- Available data:
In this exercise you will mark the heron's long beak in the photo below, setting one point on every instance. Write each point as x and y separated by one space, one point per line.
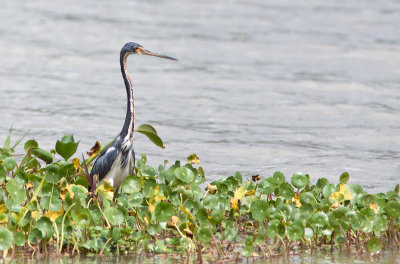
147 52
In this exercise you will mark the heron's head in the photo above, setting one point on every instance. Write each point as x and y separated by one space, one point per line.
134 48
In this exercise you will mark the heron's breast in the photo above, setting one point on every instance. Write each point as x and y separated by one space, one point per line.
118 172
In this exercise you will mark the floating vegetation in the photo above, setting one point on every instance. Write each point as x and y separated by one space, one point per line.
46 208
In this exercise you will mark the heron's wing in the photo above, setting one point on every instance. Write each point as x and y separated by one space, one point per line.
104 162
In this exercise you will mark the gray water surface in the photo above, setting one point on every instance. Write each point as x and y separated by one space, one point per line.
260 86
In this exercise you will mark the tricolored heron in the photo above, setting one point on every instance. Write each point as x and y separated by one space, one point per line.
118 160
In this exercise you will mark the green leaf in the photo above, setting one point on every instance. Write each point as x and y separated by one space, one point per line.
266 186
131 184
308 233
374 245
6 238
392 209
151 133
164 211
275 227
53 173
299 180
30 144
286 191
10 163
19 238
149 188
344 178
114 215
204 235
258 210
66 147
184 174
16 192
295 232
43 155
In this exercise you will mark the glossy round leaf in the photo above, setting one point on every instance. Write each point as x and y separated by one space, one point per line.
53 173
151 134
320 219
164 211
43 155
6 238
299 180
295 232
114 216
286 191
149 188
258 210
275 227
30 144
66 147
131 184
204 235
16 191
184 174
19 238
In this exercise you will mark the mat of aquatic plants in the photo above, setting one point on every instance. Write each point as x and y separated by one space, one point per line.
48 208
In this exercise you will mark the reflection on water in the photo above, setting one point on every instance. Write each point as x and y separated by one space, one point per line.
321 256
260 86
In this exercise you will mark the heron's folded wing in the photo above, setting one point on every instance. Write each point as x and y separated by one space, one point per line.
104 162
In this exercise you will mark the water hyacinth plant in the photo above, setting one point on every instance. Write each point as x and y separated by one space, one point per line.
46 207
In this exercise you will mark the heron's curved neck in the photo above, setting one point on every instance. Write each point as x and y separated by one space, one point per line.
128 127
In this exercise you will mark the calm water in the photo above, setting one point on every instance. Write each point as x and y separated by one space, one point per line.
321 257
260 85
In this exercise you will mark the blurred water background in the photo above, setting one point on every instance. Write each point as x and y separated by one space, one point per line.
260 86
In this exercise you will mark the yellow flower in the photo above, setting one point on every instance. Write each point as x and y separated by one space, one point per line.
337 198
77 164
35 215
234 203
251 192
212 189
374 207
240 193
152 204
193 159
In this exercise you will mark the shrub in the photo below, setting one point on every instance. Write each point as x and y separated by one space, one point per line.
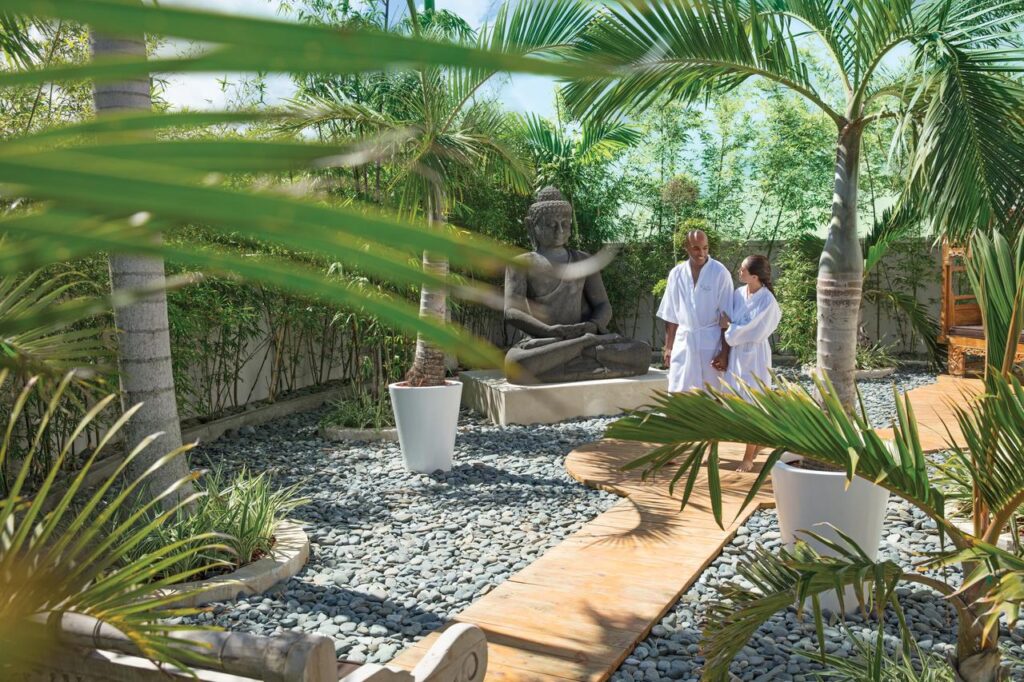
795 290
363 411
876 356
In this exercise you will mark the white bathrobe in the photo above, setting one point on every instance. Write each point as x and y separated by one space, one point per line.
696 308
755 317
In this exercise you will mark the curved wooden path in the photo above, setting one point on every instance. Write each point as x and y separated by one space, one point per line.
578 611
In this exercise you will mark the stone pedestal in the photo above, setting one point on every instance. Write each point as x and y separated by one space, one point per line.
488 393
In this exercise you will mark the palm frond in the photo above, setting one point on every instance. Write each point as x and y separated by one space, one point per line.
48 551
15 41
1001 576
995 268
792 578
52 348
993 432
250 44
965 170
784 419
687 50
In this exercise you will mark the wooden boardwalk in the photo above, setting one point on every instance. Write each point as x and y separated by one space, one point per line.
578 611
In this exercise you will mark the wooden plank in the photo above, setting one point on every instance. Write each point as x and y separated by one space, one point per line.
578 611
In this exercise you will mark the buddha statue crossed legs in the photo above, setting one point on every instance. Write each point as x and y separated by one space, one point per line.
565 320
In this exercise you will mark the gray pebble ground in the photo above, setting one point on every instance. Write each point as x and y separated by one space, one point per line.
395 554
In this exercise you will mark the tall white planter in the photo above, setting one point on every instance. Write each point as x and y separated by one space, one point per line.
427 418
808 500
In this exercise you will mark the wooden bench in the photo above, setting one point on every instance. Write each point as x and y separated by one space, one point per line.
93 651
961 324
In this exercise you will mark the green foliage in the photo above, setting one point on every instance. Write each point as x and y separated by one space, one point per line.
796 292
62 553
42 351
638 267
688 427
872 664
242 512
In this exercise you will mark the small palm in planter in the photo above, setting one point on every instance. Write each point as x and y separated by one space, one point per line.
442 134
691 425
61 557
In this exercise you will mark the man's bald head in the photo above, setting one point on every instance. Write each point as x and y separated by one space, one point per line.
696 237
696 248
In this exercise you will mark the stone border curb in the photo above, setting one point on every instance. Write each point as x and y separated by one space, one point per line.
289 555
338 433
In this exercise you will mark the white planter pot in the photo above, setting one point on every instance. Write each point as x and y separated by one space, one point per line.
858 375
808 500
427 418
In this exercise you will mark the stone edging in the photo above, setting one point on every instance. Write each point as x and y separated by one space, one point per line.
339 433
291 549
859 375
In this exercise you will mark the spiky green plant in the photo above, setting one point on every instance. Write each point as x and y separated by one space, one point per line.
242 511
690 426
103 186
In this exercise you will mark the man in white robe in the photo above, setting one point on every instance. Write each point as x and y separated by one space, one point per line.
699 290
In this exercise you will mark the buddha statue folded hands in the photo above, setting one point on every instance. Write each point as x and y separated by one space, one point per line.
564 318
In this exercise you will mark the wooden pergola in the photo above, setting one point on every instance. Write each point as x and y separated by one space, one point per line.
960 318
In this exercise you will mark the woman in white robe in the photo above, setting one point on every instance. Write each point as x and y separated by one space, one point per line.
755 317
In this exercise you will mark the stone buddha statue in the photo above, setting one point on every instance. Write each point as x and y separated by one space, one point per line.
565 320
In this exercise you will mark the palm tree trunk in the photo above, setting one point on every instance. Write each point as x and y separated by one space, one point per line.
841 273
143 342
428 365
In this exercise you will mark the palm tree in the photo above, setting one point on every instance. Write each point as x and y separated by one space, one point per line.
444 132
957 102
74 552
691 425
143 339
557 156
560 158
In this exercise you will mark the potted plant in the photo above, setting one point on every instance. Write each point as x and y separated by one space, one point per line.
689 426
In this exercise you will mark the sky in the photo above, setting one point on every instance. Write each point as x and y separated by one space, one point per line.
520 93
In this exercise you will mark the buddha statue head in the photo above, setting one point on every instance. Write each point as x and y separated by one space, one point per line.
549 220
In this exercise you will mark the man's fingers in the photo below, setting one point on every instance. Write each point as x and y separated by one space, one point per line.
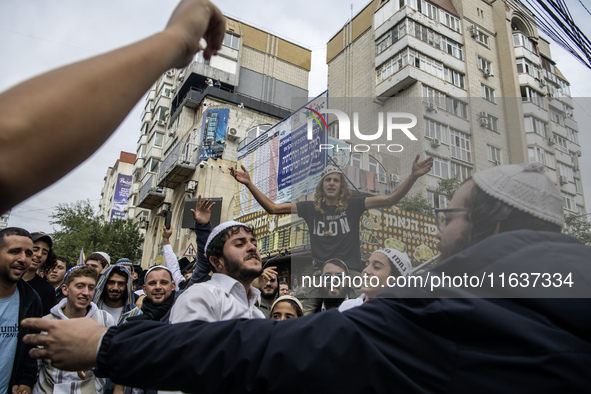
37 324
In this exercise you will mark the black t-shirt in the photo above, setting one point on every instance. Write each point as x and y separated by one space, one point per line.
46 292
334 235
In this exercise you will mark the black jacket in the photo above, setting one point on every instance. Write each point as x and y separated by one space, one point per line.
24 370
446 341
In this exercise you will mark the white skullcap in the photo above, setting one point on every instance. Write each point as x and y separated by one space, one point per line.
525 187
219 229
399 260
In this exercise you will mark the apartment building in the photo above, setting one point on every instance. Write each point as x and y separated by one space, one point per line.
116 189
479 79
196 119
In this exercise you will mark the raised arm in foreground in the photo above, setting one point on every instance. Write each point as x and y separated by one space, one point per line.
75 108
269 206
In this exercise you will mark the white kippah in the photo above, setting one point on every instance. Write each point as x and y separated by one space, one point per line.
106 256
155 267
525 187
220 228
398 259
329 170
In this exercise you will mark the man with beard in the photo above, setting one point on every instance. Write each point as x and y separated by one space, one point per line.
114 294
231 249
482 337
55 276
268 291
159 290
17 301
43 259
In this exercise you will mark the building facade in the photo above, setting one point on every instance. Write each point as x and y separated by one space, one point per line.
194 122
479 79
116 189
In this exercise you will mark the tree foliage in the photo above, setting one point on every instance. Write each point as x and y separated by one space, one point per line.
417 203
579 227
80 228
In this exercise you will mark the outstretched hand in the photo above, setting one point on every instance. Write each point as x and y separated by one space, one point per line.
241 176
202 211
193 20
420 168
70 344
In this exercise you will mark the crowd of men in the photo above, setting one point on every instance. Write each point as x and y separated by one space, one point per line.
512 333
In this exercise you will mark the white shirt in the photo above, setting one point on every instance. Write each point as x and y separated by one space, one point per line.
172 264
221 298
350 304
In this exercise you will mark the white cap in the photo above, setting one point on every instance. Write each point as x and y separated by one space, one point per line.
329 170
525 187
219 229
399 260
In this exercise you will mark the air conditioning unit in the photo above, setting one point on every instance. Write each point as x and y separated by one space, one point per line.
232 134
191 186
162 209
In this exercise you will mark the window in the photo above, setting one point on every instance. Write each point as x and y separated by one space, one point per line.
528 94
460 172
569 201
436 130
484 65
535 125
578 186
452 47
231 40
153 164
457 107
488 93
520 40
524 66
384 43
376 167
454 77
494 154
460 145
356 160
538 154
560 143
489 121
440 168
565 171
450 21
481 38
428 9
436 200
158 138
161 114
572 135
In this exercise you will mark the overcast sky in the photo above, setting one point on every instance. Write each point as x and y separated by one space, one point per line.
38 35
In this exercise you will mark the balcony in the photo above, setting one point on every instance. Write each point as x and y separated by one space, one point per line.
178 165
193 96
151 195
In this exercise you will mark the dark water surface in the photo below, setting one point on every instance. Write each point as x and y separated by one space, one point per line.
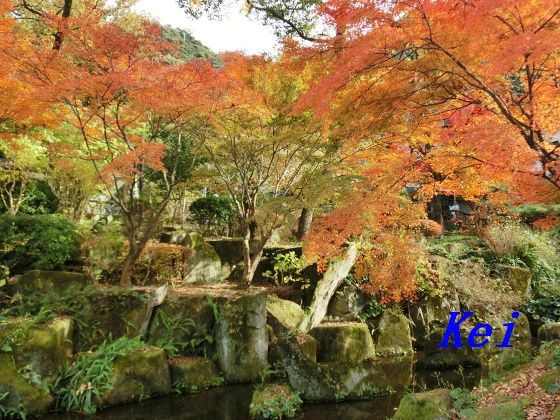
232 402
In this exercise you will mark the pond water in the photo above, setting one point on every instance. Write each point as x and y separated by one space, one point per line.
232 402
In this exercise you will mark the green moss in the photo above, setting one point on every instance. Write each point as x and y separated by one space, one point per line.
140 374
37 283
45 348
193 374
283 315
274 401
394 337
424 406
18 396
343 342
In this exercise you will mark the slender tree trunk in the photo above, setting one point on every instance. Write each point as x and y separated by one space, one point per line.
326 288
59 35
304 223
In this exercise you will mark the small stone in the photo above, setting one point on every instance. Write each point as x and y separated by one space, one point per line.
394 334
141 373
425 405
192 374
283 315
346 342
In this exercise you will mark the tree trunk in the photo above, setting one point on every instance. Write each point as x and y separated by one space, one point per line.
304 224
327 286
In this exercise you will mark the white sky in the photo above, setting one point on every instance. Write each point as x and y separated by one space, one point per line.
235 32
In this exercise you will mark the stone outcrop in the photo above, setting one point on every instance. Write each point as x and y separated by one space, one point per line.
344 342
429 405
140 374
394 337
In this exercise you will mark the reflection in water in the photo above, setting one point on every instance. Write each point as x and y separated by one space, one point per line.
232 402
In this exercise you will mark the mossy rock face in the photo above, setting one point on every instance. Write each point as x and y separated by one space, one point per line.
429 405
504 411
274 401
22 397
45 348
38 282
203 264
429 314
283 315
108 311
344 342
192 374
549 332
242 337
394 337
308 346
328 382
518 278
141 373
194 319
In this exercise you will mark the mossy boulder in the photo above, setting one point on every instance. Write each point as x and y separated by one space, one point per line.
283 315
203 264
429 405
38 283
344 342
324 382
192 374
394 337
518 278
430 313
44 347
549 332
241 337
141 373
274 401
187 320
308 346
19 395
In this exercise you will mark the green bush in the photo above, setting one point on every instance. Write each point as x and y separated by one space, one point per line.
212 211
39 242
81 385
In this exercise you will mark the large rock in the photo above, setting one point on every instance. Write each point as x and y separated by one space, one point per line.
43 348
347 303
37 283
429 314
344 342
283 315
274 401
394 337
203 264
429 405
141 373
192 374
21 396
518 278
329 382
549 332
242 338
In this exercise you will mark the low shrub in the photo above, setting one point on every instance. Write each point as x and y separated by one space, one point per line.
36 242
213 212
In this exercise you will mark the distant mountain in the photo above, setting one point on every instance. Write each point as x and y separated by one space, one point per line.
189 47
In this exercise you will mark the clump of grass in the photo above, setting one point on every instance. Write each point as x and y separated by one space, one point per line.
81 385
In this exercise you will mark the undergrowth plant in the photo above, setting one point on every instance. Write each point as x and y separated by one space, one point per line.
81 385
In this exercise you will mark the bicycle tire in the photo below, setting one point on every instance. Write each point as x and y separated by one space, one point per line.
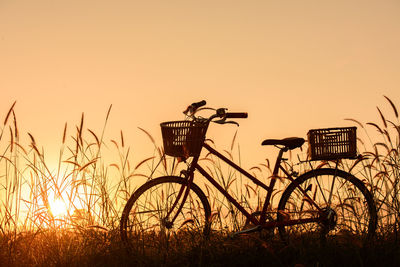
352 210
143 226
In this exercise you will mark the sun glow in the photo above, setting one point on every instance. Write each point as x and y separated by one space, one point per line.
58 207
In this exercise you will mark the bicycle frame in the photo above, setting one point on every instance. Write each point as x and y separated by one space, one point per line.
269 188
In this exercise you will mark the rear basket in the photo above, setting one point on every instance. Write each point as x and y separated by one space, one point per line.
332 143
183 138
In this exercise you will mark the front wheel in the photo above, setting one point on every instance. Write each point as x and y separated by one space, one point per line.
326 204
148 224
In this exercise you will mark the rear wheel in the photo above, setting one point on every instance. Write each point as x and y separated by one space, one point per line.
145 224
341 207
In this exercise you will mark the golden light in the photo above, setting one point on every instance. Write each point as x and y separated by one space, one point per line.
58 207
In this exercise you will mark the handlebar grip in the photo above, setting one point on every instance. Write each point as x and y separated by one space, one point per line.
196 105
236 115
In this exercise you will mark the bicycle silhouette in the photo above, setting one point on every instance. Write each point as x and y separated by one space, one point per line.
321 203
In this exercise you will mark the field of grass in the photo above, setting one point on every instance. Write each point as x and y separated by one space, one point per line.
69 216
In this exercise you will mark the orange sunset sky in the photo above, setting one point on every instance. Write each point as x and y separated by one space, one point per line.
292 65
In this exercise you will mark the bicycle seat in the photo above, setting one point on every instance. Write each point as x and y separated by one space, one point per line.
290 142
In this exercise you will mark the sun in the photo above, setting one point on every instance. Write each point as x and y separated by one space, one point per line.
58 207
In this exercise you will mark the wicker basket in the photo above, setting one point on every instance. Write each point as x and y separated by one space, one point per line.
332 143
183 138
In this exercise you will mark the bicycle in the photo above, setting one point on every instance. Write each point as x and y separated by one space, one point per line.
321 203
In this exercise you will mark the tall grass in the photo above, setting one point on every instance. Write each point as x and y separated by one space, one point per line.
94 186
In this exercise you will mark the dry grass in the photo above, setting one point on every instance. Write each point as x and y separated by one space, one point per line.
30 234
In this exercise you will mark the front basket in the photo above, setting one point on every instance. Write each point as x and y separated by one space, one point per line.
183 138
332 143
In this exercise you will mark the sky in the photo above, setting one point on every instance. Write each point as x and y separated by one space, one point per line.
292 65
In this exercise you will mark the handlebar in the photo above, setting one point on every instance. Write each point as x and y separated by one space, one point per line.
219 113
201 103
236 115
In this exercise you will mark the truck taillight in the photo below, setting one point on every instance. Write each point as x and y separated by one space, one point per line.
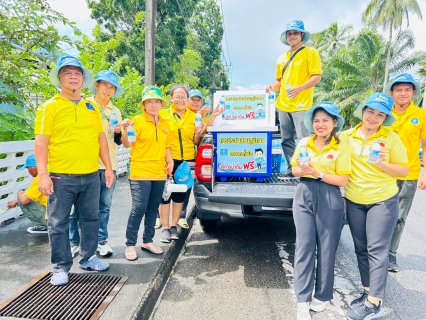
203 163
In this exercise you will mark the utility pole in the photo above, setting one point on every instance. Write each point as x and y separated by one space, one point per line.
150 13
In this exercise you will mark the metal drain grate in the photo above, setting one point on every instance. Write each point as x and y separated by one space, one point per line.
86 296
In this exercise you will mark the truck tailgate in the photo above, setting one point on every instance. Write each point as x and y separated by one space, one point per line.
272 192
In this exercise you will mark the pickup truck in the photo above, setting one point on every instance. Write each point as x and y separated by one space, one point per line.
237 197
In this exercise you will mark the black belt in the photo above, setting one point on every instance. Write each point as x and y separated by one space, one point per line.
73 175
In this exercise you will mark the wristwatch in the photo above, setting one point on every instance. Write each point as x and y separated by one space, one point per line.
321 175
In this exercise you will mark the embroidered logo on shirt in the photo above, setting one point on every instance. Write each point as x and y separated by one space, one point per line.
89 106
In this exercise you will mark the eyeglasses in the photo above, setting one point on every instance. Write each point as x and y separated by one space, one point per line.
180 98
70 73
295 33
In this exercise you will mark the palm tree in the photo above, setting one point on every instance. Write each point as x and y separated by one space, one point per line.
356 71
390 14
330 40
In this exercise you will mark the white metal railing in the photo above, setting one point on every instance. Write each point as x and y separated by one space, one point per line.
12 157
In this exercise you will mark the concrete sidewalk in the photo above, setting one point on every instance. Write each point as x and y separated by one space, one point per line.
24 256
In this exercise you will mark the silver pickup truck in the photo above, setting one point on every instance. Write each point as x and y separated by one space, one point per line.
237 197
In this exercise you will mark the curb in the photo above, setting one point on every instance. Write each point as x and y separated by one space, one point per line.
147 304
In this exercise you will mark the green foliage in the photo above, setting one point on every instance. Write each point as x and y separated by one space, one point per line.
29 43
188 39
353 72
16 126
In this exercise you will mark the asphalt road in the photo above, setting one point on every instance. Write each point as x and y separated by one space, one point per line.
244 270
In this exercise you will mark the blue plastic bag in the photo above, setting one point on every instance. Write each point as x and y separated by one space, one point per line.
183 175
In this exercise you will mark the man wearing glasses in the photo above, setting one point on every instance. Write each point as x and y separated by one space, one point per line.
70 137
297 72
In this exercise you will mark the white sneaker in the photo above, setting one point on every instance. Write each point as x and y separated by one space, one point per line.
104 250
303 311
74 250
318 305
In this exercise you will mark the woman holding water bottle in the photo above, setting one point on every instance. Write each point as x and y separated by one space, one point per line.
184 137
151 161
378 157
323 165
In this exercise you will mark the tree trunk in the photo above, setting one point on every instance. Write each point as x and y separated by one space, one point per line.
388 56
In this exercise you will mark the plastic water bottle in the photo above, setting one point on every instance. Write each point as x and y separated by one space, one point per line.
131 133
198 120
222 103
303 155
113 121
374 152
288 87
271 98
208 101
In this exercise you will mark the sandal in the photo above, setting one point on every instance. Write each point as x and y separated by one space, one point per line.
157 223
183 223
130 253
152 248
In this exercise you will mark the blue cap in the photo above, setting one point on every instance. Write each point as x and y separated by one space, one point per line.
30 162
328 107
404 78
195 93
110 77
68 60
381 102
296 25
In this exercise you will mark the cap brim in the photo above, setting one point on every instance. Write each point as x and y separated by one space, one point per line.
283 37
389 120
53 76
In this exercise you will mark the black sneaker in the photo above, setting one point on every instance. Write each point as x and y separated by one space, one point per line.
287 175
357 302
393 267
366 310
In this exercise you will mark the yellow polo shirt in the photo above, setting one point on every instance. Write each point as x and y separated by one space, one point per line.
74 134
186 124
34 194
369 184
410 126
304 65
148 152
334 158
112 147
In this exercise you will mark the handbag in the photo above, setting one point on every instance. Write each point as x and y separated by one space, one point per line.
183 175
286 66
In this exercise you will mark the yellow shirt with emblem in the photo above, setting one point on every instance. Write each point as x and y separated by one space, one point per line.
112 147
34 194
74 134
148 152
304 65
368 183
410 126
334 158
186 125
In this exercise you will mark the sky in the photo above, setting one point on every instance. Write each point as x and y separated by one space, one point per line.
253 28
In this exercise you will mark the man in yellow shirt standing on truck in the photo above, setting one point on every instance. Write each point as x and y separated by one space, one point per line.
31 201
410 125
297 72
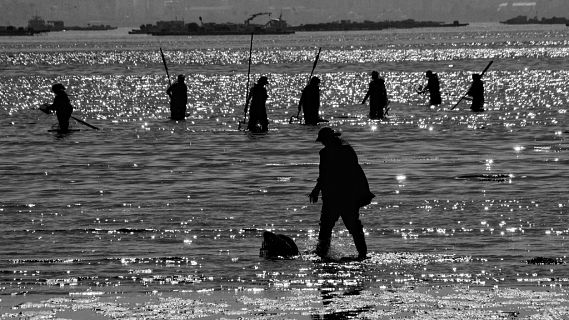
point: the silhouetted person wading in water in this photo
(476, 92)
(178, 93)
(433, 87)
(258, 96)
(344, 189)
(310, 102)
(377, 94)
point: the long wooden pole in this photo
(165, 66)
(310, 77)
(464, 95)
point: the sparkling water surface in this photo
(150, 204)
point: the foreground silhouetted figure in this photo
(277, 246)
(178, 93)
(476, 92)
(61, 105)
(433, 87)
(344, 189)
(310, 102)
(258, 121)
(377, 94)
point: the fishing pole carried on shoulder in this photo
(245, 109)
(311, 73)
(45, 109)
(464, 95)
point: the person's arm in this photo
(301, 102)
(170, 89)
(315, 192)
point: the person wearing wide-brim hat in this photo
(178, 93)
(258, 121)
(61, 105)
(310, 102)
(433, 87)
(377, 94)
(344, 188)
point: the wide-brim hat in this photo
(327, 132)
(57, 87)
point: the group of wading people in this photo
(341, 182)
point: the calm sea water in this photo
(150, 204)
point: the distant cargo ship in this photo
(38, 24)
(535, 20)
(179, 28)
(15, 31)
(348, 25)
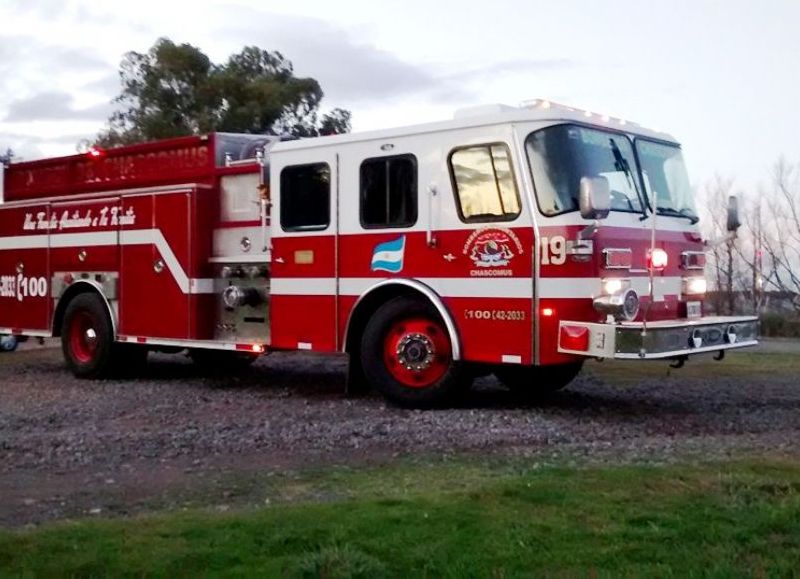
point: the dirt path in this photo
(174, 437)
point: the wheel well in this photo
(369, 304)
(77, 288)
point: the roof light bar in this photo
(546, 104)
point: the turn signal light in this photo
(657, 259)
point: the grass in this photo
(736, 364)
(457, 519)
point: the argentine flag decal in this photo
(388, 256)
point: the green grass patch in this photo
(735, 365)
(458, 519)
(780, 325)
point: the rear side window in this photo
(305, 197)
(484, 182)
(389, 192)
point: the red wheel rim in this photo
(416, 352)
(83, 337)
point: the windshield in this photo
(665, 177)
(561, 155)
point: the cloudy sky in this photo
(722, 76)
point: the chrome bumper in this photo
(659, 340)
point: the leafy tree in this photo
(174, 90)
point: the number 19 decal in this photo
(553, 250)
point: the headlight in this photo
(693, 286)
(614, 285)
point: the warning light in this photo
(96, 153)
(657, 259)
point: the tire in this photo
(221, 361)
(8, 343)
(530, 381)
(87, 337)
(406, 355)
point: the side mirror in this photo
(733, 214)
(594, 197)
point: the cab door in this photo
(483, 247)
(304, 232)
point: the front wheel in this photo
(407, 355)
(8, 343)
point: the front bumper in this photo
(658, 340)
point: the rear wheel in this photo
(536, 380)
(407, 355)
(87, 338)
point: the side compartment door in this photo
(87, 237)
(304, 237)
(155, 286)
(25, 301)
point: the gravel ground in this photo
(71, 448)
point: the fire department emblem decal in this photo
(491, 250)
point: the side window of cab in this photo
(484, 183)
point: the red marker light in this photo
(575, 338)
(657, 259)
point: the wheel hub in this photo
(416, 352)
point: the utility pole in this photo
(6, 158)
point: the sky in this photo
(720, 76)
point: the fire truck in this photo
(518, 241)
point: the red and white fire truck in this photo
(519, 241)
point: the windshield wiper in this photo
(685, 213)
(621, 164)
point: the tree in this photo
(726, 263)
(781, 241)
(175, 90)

- Brief: Output only the lines that run from the one containing "point: the red and" through the last line of the material above, both included.

- Solution to this task:
point: the red and white fire truck in this photo
(519, 241)
point: the windshield wiper in this photo
(685, 213)
(621, 164)
point: the tree in this photo
(726, 263)
(781, 241)
(175, 90)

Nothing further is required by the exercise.